Exercise requirements:
Take from the records below each line that holds "flower".

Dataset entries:
+--

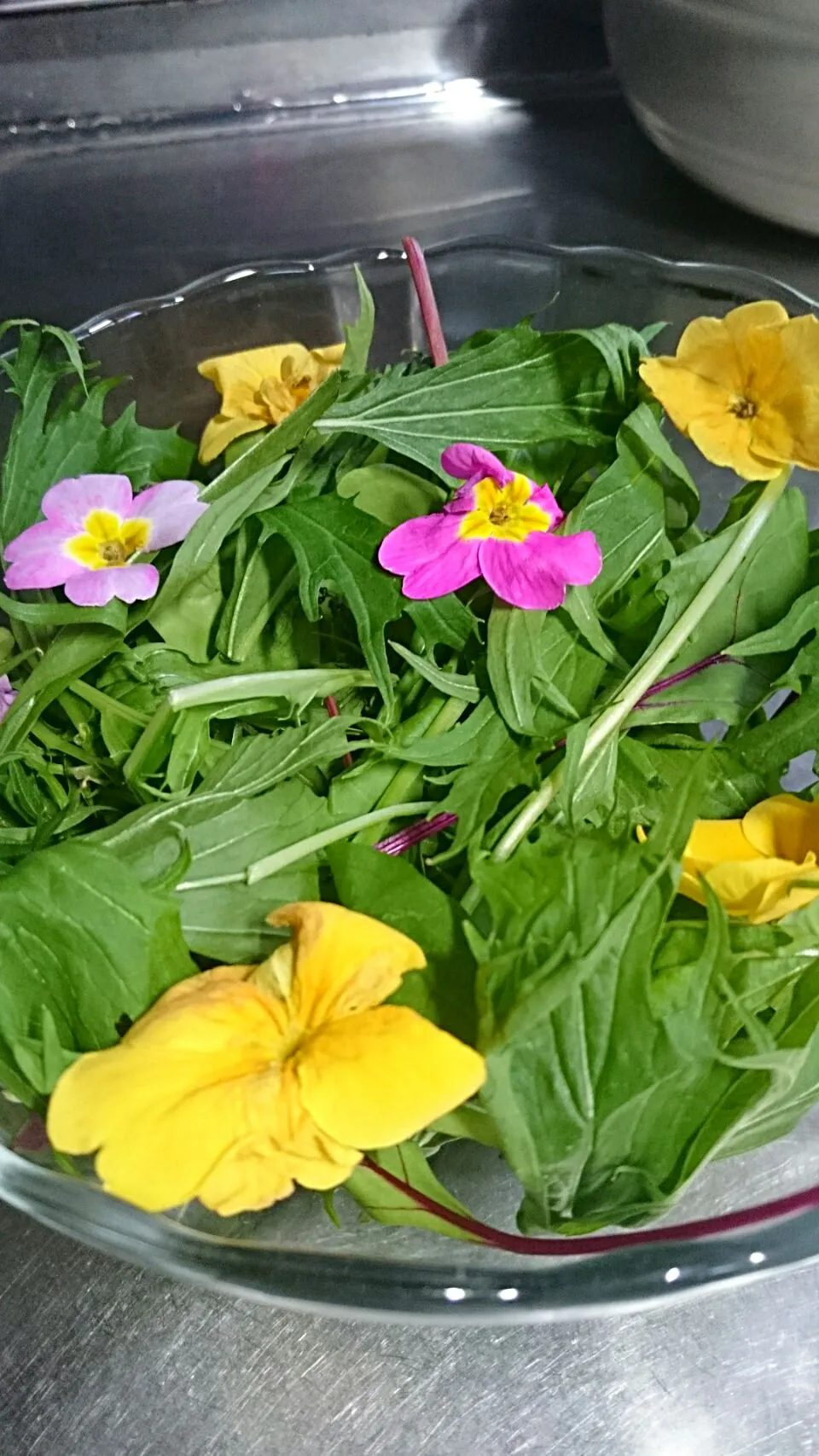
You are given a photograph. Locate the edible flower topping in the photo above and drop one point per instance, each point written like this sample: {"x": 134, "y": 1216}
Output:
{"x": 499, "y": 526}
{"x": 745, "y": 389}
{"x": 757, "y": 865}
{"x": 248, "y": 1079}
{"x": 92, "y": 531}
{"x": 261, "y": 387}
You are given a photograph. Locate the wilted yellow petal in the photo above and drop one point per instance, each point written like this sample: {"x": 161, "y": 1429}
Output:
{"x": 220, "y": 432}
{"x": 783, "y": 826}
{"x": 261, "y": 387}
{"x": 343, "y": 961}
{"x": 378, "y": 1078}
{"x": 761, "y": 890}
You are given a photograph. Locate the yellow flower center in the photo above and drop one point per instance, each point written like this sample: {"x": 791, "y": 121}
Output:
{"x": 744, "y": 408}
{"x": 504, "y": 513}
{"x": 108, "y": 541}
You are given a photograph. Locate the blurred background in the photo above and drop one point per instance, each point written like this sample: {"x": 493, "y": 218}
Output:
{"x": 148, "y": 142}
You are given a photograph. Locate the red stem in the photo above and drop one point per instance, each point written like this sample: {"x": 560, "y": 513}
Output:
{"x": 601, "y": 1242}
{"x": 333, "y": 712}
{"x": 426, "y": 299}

+--

Expected output:
You are given a photograph. Locate the edible flower topping in the photo above and drop one point per instance, each point written like this sample: {"x": 134, "y": 1216}
You are given a photograph. Locate the yellow flower center in the photo above and drop one point per instance, each point written like this sample: {"x": 791, "y": 121}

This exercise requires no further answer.